- **Stated goal 1**
In the passage about the country parson, which city does the text say the country parson is living in?

- **Document excerpt**
** BEGIN **

The country parson is a recurring type much beloved in Anglican spirituality. Chaucer enshrined him in the fourteenth century in the Canterbury Tales. George Herbert defined him profoundly and beautifully in the seventeenth century. Percy Dearmer painted a delightful, if slightly dotty, portrait of him in the early decades of the twentieth century. But, for the modern Episcopalian, the country parson is probably an ideal figure, remote and more longed for than experienced. In our contentious church it is tempting to look at the parson and say, "They just don't make them that way anymore."
Robert Horine has an answer for that longing. In his new book, Stories, Tales, and a Few Small Lies of a Country Parson, he announces to the world in general and the church in particular that the country parson is -alive and well and living in Lexington, Kentucky. Horine is a gifted editor, preacher, and writer who, in a long career, served many parishes, large and small, urban and rural, in central and eastern Kentucky. The book is an anthology of his essays, sermons, and articles culled from that experience.

** END **

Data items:
** BEGIN **

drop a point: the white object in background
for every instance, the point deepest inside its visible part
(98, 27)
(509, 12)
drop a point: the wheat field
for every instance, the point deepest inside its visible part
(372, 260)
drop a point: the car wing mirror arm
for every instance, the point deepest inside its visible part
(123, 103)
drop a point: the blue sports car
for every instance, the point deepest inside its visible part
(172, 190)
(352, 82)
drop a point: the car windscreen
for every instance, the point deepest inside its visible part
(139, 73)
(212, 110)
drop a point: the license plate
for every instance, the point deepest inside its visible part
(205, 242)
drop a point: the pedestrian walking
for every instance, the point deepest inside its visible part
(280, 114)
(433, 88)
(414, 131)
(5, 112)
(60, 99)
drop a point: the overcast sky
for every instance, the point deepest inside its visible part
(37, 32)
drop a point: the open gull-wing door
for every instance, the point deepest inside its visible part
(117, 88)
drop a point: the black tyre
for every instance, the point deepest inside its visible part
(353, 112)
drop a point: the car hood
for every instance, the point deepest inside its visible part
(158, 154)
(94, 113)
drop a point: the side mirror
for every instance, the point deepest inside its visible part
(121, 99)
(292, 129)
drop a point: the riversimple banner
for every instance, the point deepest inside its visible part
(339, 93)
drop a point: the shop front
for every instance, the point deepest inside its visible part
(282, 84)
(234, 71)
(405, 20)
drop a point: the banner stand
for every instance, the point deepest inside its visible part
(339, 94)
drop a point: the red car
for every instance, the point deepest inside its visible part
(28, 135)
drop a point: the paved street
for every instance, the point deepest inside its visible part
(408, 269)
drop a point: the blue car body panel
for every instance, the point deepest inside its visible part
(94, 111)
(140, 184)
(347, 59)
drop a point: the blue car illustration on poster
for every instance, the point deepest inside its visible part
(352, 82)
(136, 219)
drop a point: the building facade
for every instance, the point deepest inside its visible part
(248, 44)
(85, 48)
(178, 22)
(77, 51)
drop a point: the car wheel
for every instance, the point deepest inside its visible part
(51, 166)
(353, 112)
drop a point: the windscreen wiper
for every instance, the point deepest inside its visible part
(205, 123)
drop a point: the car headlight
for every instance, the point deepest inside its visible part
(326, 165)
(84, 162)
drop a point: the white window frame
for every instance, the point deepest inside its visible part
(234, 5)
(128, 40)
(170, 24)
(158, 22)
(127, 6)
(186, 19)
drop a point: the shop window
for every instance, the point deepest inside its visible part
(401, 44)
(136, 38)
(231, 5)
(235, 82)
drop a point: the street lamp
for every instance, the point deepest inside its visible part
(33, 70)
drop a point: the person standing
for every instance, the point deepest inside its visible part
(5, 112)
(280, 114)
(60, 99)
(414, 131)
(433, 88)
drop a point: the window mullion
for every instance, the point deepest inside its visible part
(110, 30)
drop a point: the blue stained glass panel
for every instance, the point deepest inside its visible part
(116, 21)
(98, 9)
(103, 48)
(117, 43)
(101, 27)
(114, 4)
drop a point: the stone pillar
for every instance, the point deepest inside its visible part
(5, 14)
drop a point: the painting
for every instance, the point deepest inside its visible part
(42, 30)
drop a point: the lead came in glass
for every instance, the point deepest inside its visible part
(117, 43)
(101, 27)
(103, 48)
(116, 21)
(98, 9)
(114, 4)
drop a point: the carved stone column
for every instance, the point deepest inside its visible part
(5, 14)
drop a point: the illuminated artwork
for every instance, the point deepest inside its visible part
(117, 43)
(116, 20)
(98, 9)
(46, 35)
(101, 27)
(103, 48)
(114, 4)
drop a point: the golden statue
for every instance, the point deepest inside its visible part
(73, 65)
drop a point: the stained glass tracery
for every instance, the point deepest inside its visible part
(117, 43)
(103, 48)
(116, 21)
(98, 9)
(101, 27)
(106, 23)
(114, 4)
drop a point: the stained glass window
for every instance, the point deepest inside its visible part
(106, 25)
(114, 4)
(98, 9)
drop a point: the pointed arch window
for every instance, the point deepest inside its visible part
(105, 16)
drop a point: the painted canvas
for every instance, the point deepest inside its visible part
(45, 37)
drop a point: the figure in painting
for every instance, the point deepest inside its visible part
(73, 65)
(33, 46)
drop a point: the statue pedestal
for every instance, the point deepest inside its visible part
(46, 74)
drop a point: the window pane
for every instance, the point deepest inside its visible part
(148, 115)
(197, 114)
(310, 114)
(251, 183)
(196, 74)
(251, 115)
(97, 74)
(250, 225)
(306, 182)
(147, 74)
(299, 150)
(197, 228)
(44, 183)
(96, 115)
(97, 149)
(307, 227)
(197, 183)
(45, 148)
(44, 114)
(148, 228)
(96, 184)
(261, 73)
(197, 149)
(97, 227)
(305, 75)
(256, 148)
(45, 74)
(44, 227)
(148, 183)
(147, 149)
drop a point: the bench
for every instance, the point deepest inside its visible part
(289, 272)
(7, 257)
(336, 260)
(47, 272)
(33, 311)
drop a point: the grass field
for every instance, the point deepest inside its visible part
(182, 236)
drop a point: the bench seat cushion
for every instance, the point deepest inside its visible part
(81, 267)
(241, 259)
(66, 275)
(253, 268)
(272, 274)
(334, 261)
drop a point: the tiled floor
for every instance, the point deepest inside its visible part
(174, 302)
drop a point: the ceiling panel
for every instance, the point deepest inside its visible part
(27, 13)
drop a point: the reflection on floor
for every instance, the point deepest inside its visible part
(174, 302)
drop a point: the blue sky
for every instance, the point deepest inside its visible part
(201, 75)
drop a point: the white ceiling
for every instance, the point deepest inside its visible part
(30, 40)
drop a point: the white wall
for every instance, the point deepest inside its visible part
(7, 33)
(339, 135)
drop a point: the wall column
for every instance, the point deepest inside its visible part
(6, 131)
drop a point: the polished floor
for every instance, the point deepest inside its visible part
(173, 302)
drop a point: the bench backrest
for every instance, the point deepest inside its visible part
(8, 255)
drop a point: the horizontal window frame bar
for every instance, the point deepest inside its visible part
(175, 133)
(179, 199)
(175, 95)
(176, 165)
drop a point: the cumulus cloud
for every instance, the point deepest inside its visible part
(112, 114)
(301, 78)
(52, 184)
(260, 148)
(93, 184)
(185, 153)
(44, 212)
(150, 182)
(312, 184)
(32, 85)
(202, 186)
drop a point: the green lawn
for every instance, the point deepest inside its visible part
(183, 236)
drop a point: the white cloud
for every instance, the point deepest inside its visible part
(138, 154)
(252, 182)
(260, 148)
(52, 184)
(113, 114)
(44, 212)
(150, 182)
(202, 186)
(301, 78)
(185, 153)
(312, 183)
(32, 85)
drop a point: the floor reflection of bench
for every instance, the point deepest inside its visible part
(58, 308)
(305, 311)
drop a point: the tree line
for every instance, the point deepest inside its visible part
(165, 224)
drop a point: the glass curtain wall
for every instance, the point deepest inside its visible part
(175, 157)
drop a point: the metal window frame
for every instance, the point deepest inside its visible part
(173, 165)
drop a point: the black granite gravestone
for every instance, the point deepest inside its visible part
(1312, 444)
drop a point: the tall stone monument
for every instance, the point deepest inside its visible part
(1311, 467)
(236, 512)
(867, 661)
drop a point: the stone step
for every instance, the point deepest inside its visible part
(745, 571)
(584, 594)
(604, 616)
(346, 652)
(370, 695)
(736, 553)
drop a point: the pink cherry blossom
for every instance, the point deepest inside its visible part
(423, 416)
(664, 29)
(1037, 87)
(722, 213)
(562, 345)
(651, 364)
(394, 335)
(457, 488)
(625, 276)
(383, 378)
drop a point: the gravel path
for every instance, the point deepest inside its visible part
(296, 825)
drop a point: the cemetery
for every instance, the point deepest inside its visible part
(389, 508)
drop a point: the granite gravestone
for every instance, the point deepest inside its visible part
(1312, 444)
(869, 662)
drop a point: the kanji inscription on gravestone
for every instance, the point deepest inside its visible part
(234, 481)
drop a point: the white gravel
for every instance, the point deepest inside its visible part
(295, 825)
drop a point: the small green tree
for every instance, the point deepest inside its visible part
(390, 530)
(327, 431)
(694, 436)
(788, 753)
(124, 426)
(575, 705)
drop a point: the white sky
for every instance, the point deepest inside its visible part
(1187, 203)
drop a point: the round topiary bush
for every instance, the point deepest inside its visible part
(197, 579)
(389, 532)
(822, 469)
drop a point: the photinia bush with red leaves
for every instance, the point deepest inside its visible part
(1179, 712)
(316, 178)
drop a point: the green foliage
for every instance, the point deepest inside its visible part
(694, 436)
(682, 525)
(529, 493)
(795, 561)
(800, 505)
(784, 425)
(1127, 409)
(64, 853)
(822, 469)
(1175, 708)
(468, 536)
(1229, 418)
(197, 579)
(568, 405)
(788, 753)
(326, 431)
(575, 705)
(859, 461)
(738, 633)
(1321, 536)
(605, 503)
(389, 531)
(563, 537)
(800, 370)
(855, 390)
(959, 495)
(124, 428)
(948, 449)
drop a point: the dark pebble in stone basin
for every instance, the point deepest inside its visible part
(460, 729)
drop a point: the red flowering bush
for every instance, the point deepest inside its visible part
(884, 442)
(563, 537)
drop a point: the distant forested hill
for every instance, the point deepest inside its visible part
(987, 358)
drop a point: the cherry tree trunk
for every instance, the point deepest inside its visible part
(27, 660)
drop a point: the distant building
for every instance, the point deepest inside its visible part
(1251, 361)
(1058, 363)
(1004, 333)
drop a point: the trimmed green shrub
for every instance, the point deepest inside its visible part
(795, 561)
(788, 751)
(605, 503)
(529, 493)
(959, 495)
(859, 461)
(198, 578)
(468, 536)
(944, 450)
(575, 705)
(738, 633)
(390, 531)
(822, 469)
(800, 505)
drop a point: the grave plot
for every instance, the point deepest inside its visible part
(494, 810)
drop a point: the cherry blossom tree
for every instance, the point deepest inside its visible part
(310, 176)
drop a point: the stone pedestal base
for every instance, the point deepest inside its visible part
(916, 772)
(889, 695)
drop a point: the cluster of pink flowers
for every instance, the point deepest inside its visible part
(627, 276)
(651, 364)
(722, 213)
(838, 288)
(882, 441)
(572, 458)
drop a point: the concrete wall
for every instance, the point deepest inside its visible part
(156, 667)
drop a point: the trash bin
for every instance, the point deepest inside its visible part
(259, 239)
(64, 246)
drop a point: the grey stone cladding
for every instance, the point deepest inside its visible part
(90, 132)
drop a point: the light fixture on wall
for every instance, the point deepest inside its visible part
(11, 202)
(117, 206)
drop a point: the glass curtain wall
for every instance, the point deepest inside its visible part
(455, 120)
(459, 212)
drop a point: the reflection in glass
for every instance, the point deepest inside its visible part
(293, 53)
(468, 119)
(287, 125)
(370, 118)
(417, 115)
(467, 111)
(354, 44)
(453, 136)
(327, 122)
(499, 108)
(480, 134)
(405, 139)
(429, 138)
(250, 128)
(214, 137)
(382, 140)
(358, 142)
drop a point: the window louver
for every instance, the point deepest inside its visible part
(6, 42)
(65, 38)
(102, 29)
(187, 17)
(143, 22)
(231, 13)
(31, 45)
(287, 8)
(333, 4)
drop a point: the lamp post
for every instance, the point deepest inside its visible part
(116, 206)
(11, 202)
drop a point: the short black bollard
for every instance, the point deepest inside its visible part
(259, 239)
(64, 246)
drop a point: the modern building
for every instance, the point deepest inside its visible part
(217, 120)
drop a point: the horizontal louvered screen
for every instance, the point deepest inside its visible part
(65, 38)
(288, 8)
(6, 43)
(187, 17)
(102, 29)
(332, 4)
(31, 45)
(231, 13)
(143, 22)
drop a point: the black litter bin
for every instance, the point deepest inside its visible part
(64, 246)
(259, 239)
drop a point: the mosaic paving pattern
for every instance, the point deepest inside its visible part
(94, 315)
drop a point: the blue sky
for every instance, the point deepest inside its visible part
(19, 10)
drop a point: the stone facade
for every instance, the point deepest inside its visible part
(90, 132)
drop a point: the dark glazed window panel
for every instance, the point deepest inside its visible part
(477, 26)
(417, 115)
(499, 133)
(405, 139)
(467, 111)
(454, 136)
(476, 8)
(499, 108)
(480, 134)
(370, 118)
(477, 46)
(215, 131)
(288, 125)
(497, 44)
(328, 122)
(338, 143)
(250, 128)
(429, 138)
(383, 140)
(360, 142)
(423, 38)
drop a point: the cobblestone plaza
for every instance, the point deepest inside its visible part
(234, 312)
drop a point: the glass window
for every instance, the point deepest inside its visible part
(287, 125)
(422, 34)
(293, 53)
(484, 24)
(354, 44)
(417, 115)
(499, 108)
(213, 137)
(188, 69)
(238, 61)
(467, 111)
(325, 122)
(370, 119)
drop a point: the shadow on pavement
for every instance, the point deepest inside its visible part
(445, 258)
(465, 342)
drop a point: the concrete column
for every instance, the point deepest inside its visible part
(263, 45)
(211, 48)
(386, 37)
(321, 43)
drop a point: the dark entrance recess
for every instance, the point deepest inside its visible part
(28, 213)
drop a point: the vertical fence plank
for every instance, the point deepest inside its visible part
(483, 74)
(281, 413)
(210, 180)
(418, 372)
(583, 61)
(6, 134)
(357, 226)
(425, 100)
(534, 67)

** END **

- **Stated goal 2**
Rewrite the rows beginning at the line that has "drop a point: the vertical fence plank" and stopping after the final row line. Include the requests, and add 65 to every number in the point coordinates.

- **Complete answer 1**
Lexington, Kentucky.

- **Complete answer 2**
drop a point: the vertical fence plank
for every instance, the point deepest inside its visible part
(548, 139)
(346, 478)
(275, 245)
(483, 437)
(648, 126)
(71, 199)
(422, 291)
(490, 165)
(599, 132)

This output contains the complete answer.